Dataset content
┏━━
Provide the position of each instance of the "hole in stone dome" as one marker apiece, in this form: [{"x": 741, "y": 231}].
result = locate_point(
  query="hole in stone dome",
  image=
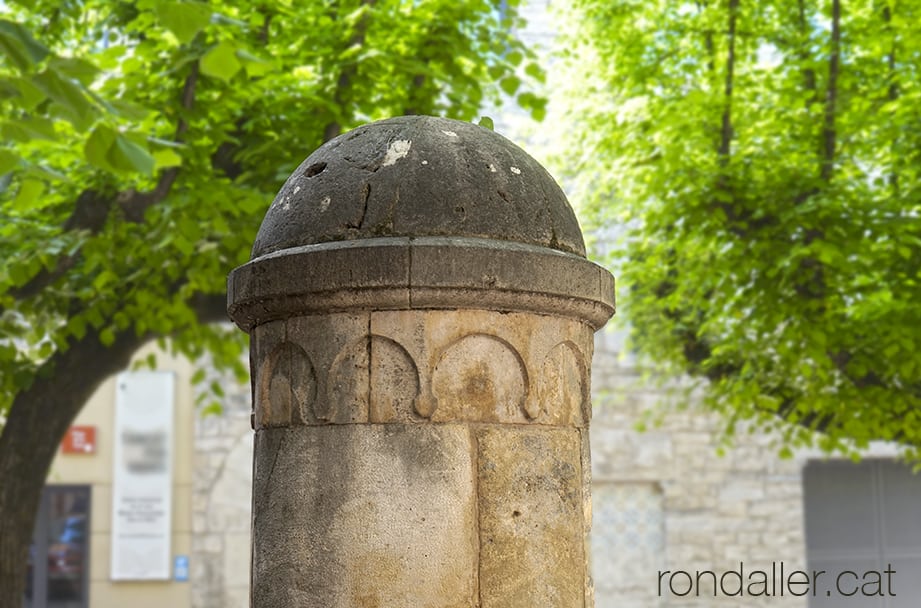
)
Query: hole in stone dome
[{"x": 314, "y": 169}]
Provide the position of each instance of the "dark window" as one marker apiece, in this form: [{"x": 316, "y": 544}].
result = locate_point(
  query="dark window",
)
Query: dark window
[
  {"x": 864, "y": 519},
  {"x": 58, "y": 561}
]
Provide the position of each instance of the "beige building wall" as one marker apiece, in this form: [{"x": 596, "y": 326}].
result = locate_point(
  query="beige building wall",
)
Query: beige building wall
[{"x": 97, "y": 469}]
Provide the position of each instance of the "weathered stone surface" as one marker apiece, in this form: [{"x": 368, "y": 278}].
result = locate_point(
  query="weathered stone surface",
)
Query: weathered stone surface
[
  {"x": 422, "y": 273},
  {"x": 419, "y": 176},
  {"x": 532, "y": 536},
  {"x": 364, "y": 516},
  {"x": 422, "y": 316},
  {"x": 483, "y": 366},
  {"x": 330, "y": 359}
]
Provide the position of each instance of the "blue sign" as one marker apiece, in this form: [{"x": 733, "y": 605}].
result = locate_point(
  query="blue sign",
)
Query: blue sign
[{"x": 181, "y": 568}]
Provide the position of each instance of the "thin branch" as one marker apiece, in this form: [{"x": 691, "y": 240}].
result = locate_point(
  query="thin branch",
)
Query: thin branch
[
  {"x": 893, "y": 95},
  {"x": 333, "y": 127},
  {"x": 134, "y": 204},
  {"x": 726, "y": 130},
  {"x": 829, "y": 134}
]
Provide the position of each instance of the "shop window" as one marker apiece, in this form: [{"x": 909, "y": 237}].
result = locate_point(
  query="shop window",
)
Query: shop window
[
  {"x": 862, "y": 520},
  {"x": 58, "y": 561}
]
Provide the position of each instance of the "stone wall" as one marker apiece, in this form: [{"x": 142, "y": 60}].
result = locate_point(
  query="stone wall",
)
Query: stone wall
[
  {"x": 663, "y": 500},
  {"x": 221, "y": 503}
]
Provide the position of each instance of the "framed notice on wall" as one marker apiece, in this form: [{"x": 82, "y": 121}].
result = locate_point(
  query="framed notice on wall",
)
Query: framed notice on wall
[{"x": 143, "y": 476}]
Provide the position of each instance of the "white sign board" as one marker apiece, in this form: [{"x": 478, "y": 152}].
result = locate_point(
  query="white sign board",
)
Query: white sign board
[{"x": 143, "y": 476}]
┗━━
Task instructions
Your answer must be one number: how many lines of the entries hold the string "Provide".

Response to the exercise
10